Job 1:
Set down, word for word, the part of the text below about the Shaka Loveless album that opens with the words containing "Singles from Shaka" and closes with "Universal Music label.".
*** Text shown
Studio album by Shaka Loveless
- Released: 1 September 2012
- Label: Universal Music Denmark

Singles from Shaka Loveless
- "Tomgang" Released: 2012; "Ikke mere tid" Released: 2012; "Dans din idiot" Released: 2012;

= Shaka Loveless (album) =

Shaka Loveless is the self-titled debut solo album of Danish artist Shaka Loveless recorded in Food Palace Studios and released on 1 September 2012 on Universal Music label.
******
Job 2:
Locate every line in the records below that contains the string "frame", matching case, and copy each of those lines in full.
*** Given records
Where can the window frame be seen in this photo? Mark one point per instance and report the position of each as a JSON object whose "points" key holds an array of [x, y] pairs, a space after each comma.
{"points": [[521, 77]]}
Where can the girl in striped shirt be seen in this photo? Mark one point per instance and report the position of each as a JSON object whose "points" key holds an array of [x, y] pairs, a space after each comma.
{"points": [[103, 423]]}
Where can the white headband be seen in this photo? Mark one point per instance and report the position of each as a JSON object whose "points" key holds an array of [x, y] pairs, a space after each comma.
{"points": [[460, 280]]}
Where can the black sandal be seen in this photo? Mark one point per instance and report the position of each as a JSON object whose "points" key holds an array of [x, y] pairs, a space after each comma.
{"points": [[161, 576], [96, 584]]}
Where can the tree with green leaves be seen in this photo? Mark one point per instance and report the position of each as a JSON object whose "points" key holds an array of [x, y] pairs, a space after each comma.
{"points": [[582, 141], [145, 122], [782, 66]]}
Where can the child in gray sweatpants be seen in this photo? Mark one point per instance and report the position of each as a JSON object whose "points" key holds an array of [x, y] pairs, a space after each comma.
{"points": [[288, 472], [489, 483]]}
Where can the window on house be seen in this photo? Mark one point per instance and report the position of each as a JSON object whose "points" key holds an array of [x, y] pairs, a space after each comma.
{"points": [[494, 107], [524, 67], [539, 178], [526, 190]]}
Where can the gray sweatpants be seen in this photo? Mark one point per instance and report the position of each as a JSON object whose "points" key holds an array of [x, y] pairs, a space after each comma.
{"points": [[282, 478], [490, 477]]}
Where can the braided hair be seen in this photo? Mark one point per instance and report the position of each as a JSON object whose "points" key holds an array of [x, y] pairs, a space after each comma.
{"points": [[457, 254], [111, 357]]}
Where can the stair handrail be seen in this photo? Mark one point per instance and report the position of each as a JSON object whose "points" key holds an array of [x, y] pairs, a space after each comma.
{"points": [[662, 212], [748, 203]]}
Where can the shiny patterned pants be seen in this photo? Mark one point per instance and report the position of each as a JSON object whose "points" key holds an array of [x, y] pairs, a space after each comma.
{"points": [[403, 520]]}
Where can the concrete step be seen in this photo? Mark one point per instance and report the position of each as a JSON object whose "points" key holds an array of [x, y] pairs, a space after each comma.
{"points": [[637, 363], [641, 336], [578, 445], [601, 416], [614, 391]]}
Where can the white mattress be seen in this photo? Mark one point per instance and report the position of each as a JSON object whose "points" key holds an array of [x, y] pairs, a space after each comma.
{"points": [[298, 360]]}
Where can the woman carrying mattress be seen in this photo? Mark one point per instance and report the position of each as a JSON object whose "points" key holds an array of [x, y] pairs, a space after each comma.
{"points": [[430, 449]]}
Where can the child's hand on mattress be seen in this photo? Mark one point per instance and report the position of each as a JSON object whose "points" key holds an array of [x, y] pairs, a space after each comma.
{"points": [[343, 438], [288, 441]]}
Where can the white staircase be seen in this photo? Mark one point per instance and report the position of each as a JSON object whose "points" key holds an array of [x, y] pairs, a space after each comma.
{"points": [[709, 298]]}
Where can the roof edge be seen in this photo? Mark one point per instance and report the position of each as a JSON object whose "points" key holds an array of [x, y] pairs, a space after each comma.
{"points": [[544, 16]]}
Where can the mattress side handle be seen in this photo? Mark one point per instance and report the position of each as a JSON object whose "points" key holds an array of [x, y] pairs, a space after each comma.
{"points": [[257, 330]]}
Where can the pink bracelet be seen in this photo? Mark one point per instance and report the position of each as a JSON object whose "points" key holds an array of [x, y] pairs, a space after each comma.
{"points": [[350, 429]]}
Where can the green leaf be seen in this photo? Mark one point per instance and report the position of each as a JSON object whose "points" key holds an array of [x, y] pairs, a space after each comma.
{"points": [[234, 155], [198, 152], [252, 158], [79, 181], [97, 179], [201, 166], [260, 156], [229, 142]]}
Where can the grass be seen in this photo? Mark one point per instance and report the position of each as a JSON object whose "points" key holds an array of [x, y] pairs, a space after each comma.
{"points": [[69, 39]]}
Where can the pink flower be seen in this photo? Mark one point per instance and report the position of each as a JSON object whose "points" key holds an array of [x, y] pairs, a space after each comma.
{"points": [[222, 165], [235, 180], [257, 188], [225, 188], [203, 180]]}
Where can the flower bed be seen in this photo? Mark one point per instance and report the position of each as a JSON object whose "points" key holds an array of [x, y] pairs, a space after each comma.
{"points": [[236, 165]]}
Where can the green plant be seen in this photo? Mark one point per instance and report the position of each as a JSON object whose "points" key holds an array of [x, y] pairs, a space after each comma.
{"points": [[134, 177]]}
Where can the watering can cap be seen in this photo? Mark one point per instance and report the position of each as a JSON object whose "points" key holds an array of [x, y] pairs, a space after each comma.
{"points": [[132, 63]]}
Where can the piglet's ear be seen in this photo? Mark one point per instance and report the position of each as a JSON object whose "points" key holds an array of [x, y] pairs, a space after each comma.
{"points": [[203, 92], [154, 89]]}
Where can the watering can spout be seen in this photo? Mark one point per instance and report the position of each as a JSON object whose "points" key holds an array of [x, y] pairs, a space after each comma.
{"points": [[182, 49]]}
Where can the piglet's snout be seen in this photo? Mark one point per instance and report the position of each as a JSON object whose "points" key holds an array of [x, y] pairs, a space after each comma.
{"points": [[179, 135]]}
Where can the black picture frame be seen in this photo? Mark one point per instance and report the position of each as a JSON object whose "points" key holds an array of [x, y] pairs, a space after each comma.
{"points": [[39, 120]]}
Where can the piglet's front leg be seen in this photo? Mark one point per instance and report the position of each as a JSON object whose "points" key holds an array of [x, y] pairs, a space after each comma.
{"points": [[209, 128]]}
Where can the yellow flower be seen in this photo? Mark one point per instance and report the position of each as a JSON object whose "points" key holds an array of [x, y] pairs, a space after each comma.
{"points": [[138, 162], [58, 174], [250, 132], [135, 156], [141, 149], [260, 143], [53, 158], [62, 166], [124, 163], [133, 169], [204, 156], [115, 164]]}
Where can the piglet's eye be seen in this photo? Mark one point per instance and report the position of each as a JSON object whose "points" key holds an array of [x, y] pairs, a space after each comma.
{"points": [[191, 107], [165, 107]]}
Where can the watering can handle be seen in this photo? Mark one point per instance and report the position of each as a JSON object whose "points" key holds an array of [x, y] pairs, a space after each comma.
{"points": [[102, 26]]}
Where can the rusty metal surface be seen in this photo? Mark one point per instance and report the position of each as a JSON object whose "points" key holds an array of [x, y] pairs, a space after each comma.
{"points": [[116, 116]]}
******
Full response 1:
Singles from Shaka Loveless
- "Tomgang" Released: 2012; "Ikke mere tid" Released: 2012; "Dans din idiot" Released: 2012;

= Shaka Loveless (album) =

Shaka Loveless is the self-titled debut solo album of Danish artist Shaka Loveless recorded in Food Palace Studios and released on 1 September 2012 on Universal Music label.

Full response 2:
Where can the window frame be seen in this photo? Mark one point per instance and report the position of each as a JSON object whose "points" key holds an array of [x, y] pairs, a space after each comma.
Where can the black picture frame be seen in this photo? Mark one point per instance and report the position of each as a JSON object whose "points" key holds an array of [x, y] pairs, a space after each comma.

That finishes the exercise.